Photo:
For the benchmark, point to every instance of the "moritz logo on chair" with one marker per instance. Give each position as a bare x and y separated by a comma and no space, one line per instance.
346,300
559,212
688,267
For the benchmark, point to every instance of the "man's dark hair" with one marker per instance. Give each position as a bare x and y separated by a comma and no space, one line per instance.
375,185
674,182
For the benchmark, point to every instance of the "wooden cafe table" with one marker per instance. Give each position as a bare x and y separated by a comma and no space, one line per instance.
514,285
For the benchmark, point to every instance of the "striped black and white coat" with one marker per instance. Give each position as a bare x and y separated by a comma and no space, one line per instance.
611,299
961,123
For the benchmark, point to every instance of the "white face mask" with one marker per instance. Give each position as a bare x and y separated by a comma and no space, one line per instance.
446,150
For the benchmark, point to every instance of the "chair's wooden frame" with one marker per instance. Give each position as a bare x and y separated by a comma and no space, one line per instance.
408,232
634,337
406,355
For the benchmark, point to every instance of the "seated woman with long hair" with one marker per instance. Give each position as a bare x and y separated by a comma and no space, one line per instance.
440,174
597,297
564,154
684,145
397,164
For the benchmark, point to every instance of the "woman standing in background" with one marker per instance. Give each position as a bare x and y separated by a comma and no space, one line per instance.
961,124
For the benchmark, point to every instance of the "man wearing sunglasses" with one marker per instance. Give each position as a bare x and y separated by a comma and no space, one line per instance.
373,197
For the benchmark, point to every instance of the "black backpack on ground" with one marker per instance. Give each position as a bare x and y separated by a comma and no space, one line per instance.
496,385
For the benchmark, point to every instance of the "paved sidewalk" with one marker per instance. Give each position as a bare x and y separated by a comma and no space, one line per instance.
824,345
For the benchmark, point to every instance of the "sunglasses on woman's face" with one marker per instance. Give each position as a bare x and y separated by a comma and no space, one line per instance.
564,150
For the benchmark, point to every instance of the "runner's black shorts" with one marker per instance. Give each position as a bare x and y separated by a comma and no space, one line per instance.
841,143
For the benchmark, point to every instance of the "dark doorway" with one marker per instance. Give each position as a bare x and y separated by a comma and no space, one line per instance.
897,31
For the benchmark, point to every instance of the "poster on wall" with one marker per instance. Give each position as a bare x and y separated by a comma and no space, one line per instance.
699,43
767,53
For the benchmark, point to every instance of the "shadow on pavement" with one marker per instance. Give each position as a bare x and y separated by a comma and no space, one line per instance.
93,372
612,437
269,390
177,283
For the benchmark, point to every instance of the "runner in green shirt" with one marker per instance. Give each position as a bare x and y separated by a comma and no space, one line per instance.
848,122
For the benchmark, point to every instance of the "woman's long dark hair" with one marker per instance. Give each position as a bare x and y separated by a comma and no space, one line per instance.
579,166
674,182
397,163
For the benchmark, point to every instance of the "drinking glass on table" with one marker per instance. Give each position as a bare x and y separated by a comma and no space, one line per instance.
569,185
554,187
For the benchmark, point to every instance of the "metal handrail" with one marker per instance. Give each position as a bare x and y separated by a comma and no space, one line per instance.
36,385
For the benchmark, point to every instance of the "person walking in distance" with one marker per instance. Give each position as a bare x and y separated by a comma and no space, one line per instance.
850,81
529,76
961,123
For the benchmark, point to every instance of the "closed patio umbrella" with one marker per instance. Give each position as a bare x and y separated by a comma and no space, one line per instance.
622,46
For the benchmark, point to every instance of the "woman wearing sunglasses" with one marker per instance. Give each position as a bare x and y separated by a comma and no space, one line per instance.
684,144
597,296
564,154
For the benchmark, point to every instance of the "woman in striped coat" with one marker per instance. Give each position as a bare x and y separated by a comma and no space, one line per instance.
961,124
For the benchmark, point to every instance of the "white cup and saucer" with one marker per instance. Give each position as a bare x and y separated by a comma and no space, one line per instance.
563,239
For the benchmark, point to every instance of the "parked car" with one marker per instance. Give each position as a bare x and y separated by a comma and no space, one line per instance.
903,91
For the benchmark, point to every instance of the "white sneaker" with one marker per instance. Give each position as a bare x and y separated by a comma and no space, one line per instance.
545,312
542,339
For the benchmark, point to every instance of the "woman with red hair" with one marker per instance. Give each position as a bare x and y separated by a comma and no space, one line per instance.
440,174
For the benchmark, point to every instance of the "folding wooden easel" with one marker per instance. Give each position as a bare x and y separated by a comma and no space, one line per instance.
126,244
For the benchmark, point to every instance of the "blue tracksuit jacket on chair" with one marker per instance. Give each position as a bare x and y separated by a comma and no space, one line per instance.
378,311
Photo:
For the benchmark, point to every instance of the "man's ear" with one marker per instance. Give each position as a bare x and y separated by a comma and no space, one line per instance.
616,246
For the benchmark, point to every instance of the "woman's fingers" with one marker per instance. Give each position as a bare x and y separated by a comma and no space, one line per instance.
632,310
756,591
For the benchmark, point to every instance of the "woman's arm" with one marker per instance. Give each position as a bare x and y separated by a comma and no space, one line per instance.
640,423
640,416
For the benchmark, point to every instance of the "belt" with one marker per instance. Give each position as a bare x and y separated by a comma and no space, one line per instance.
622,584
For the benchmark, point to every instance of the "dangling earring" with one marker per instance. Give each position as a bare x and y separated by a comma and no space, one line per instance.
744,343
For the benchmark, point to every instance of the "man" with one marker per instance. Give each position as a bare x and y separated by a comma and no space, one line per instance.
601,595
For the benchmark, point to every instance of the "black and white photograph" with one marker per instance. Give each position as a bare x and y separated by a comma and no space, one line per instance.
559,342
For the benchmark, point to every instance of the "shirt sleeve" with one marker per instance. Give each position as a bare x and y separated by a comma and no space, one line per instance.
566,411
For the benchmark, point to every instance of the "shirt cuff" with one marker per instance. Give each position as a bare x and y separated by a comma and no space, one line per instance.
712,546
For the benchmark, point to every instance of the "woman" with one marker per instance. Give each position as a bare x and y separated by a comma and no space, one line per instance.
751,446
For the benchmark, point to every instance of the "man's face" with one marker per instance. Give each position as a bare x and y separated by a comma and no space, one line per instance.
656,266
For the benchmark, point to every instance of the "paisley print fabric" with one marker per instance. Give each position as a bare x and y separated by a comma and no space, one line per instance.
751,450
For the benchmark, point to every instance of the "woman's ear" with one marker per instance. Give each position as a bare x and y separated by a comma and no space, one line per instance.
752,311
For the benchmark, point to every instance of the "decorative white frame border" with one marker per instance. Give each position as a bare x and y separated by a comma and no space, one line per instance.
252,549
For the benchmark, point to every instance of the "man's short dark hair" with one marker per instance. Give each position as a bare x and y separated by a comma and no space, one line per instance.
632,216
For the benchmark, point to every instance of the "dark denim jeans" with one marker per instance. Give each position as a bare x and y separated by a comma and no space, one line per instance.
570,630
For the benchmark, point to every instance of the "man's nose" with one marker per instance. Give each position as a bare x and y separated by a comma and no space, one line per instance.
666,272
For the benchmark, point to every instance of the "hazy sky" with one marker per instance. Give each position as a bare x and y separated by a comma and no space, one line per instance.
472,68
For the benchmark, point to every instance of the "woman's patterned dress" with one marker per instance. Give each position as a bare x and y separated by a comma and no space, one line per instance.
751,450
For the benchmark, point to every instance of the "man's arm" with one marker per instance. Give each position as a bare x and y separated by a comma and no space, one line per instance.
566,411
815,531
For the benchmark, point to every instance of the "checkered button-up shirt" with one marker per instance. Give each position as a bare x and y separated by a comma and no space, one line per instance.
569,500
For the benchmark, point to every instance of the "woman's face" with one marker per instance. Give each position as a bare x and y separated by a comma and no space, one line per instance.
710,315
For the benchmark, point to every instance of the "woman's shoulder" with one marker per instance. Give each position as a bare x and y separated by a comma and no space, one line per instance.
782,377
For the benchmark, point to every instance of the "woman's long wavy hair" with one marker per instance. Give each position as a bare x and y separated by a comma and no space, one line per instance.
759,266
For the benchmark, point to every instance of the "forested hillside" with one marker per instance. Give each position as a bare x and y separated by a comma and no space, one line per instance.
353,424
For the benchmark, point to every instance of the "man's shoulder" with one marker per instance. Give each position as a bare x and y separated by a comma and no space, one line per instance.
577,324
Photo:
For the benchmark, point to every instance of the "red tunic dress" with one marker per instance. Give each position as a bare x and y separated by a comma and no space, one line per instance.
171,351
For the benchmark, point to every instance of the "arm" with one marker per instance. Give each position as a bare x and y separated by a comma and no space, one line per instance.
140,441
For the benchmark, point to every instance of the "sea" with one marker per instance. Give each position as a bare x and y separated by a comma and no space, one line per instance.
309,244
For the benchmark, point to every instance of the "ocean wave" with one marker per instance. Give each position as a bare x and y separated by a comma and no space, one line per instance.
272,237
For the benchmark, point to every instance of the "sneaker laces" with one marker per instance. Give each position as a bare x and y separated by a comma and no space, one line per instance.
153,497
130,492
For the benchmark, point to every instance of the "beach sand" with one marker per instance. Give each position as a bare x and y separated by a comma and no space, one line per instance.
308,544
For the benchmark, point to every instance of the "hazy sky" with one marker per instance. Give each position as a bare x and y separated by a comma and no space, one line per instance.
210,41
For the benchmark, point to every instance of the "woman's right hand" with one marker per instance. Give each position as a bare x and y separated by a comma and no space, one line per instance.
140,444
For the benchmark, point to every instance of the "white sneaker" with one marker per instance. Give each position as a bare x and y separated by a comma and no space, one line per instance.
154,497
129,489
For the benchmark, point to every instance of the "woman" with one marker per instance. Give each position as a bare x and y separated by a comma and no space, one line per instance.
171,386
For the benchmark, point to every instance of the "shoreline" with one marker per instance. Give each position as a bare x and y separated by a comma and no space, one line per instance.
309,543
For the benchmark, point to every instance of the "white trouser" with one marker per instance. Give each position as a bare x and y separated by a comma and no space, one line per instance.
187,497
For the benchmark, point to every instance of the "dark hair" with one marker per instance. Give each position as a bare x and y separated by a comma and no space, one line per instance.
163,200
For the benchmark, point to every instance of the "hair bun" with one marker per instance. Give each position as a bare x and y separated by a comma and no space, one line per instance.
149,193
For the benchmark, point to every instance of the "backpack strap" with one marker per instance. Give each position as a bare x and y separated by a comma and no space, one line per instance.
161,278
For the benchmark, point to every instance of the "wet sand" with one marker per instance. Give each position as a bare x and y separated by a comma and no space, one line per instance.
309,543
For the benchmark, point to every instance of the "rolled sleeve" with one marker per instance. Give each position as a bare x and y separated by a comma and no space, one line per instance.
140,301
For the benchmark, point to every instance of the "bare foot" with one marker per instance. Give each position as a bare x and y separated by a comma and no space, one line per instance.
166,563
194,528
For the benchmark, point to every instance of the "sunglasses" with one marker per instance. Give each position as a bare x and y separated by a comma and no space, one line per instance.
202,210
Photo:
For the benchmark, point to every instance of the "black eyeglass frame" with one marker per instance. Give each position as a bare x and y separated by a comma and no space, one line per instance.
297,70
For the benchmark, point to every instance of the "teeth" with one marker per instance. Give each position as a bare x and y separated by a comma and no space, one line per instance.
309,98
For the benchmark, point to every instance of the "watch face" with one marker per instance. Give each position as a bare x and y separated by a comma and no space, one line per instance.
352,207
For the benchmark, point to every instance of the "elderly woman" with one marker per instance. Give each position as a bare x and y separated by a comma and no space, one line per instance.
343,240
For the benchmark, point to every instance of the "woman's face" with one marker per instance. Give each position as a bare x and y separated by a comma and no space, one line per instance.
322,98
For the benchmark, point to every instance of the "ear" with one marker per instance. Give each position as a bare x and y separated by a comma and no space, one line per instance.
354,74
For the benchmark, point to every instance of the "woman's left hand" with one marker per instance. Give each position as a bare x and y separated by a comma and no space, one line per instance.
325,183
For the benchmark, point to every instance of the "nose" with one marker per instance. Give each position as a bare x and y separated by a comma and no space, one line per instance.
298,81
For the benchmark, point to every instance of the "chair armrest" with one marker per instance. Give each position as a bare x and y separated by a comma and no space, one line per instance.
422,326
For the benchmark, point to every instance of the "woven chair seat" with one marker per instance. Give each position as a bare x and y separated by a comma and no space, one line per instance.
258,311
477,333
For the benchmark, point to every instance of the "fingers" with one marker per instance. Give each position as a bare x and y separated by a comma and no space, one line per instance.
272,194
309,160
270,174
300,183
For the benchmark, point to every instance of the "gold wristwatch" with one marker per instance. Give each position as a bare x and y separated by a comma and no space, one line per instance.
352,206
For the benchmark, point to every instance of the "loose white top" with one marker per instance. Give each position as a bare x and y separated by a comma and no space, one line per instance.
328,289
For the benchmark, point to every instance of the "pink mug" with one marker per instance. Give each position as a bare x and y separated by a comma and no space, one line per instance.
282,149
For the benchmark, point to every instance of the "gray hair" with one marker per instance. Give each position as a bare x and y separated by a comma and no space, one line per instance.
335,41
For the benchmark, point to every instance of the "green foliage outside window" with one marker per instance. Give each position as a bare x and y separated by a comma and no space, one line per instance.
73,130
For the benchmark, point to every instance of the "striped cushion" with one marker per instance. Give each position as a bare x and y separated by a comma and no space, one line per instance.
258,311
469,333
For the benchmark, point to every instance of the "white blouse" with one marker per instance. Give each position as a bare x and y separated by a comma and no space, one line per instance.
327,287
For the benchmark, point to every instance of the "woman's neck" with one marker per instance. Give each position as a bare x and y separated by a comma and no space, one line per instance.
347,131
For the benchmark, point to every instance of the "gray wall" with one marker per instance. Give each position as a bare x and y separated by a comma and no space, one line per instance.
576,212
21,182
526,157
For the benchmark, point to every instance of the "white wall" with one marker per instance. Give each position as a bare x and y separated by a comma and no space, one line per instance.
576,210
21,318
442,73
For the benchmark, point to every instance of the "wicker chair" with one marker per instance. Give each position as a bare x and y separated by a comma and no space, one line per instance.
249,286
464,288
===
» **What this task involves**:
Identify each line in the entries above that contains the word "white", and copy every such line in full.

» **Complete output**:
For the benchmark, point to every instance of the "striped black and white coat" with one marker per instance. Give each position as a bare x and y separated by a comma and no space, one line per instance.
For the benchmark, point to every instance of the "white face mask" with one marker per instance. Give each position as a bare x and y separated by a comma and no space, one line per instance.
For the benchmark, point to every instance of the "white cup and saucer" with one marker per instance. Give each position as a bare x and y separated by a comma and no space, one line per instance.
For the benchmark, point to every instance of the "white sneaker" with one marker per instance. Give each position as a bare x and y separated by a comma and no space, one line per instance.
For the benchmark, point to every instance of the "black and white photograph" with one marker per instance. Give each position as a bare x and y separated by a comma and no space, one line per instance.
For the benchmark, point to every instance of the "decorative white frame border" with one marker per instance. Give each position as a bare x and y separated by a comma and no space, one line per instance.
For the benchmark, point to every instance of the "white sneaker" with one marker per instance. Give each position as a bare x and y separated by a comma and no space, one line per instance.
For the benchmark, point to every instance of the "white trouser" with one marker per instance. Give each position as a bare x and y separated by a comma and no space, one line per instance.
For the benchmark, point to every instance of the "loose white top" with one marker per instance. Give each position as a bare x and y separated by a comma and no space, one line per instance.
For the benchmark, point to every instance of the "white blouse" with one marker per instance. Give each position as a bare x and y separated by a comma and no space, one line per instance.
For the benchmark, point to every instance of the "white wall" with one marker per instance. Give each position as a bare x and y separated by a comma and no space, one line per instance.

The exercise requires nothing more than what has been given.